[Region pointing data]

----

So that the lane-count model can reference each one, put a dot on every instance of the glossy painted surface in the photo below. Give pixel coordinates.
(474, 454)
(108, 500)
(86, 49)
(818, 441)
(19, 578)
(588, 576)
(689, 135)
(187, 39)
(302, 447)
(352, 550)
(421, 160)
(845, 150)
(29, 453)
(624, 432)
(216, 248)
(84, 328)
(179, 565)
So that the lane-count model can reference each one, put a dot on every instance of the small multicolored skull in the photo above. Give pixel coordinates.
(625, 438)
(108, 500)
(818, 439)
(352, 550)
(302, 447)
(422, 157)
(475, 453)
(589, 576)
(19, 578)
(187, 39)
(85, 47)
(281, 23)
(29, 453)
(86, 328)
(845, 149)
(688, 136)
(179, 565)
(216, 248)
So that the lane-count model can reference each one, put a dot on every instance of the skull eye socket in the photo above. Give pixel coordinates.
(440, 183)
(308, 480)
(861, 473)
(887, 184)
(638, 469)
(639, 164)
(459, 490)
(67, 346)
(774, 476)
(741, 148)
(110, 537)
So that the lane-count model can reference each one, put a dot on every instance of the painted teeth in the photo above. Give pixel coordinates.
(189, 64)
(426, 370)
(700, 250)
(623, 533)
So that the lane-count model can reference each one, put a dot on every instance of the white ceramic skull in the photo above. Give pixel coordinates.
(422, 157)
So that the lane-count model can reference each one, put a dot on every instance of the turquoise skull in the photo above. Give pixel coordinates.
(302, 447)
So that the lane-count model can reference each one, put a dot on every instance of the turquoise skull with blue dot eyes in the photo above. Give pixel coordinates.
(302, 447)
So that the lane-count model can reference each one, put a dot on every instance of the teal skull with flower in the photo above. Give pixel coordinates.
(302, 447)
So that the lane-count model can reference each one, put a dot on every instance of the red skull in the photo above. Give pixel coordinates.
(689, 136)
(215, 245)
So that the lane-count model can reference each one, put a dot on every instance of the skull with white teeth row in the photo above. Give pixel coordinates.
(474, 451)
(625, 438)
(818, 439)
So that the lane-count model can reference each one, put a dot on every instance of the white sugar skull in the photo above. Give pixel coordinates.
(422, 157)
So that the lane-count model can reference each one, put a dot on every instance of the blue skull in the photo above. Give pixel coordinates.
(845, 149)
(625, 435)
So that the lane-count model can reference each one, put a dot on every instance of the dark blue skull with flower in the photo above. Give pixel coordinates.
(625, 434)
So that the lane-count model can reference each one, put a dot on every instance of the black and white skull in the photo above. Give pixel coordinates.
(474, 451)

----

**Aim of the exercise:** Would you please set down the lines from the one with "of the blue" to the end of the data above, exactly and without any other lines?

**Written answer:**
So that the lane-count model can reference each one, put a dot on every instance of the blue skull in the photo above. Give pixel coordinates.
(845, 149)
(625, 435)
So that the lane-count model can reference each one, put a dot on every instance of the dark blue skull with flower in the photo above. Give pixel coordinates.
(625, 434)
So that the lane-count model can reference each one, put a dot on every instance of the black and white skull in the photo above. Give pixel coordinates.
(474, 451)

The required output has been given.